■ **EXCERPT**
[start]

Letter · 27 July 51 BC · Trallibus

Ad Familiares 3.5

Ad Familiares 3.5

Headnote

Cicero to Appius Claudius Pulcher, written from Tralles on the 27th of July 51 BC (the manuscript dateline: Scr. Trallibus a. d. vi K. Sext. a. 703). Cicero is on the inland road from Ephesus into his province of Cilicia; Appius, the outgoing proconsul, is somewhere ahead of him — the question of where exactly is the running anxiety of these months. The letter answers one Cicero received at Tralles from L. Lucilius, an envoy of Appius’s, and is the next move in the wary, choreographed handover begun at Brundisium in 3.4.

The substance is mostly itinerary — where Cicero will be when, what he is doing at Laodicea (the public-money exchange), when he expects to reach the army near Iconium — but the diplomacy is visible at every joint. Cicero recalls how he had first agreed, through Phania, to come round the maritime side of the province for Appius’s convenience, then was redirected through L. Clodius at Corcyra to Laodicea, and now finds that Appius’s plan has changed again. The pointed sentence is the closing one of section 4: “on our affairs I shall send you nothing by letter until I have despaired of being able to deal with you face to face.” The two men are circling each other; Cicero does not want the handover transacted in writing, where it leaves a record, and he is increasingly aware that Appius does not want to be met. The matter of Scaevola, whom Appius claims to have left in charge during his absence, closes the letter on a small note of incredulity: Cicero saw Scaevola for three days at Ephesus and Scaevola said nothing of any such charge.

[end]

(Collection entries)

[start]

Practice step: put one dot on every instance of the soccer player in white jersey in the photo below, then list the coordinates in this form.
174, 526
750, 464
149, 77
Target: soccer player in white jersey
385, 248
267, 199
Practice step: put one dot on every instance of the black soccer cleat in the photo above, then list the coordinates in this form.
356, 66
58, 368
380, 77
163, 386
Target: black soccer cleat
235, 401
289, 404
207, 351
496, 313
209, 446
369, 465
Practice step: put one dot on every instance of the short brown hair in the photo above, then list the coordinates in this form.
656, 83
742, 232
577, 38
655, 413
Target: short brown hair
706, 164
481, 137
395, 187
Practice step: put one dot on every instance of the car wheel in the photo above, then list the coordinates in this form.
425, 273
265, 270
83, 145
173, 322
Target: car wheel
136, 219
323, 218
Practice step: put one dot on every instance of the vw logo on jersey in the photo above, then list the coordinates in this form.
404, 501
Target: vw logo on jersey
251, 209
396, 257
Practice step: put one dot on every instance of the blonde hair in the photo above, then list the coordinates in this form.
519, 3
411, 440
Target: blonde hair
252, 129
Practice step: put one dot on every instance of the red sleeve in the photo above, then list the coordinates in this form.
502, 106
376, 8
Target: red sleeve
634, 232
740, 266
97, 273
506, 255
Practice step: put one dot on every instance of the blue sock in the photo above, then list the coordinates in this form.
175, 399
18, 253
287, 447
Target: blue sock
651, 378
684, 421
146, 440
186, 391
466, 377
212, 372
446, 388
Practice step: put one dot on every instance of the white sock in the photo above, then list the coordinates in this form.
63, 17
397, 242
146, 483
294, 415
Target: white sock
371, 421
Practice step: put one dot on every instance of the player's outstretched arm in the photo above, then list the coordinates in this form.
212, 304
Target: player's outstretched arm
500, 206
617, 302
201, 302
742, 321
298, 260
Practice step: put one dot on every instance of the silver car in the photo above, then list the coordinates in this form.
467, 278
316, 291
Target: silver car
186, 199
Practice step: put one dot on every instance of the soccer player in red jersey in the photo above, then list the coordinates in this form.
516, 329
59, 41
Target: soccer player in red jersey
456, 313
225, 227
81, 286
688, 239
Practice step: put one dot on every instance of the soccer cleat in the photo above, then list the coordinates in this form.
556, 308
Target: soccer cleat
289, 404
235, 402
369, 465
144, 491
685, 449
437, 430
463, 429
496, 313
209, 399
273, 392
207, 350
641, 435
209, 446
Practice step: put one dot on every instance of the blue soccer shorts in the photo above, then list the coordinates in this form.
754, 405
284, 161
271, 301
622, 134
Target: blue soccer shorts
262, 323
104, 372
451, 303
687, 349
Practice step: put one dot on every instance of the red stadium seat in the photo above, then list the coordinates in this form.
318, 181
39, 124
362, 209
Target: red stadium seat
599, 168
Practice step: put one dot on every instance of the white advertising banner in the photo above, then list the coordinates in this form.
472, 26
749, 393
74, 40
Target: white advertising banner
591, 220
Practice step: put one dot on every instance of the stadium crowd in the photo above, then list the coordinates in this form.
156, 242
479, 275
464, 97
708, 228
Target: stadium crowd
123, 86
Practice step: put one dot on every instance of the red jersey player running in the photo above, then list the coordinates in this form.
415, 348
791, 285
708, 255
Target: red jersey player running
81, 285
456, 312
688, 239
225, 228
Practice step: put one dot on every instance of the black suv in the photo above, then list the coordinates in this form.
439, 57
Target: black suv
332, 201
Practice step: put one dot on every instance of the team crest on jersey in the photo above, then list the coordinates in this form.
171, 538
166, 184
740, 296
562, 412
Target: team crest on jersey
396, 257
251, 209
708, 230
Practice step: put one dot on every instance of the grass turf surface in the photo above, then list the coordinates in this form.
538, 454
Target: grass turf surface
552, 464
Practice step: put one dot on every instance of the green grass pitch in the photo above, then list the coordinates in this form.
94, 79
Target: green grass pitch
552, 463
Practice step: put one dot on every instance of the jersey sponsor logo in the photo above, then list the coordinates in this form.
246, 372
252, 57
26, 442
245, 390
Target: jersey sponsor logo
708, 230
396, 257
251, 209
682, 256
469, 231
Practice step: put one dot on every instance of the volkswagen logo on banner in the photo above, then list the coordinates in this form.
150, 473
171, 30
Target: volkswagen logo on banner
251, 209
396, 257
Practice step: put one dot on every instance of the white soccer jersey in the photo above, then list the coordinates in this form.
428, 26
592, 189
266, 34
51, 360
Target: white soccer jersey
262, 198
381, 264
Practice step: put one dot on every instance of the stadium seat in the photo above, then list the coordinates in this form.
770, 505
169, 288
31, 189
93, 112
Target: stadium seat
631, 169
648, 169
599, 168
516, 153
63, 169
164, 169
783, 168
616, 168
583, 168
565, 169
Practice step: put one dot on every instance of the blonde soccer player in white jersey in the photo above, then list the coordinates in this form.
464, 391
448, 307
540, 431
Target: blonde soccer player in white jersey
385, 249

[end]

■ **EXERCISE INSTRUCTIONS**
Copy out the whole piece on Ad Familiares 3.5 word for word. You won't need the entries for this.

■ **EXERCISE ANSWER**
Letter · 27 July 51 BC · Trallibus

Ad Familiares 3.5

Ad Familiares 3.5

Headnote

Cicero to Appius Claudius Pulcher, written from Tralles on the 27th of July 51 BC (the manuscript dateline: Scr. Trallibus a. d. vi K. Sext. a. 703). Cicero is on the inland road from Ephesus into his province of Cilicia; Appius, the outgoing proconsul, is somewhere ahead of him — the question of where exactly is the running anxiety of these months. The letter answers one Cicero received at Tralles from L. Lucilius, an envoy of Appius’s, and is the next move in the wary, choreographed handover begun at Brundisium in 3.4.

The substance is mostly itinerary — where Cicero will be when, what he is doing at Laodicea (the public-money exchange), when he expects to reach the army near Iconium — but the diplomacy is visible at every joint. Cicero recalls how he had first agreed, through Phania, to come round the maritime side of the province for Appius’s convenience, then was redirected through L. Clodius at Corcyra to Laodicea, and now finds that Appius’s plan has changed again. The pointed sentence is the closing one of section 4: “on our affairs I shall send you nothing by letter until I have despaired of being able to deal with you face to face.” The two men are circling each other; Cicero does not want the handover transacted in writing, where it leaves a record, and he is increasingly aware that Appius does not want to be met. The matter of Scaevola, whom Appius claims to have left in charge during his absence, closes the letter on a small note of incredulity: Cicero saw Scaevola for three days at Ephesus and Scaevola said nothing of any such charge.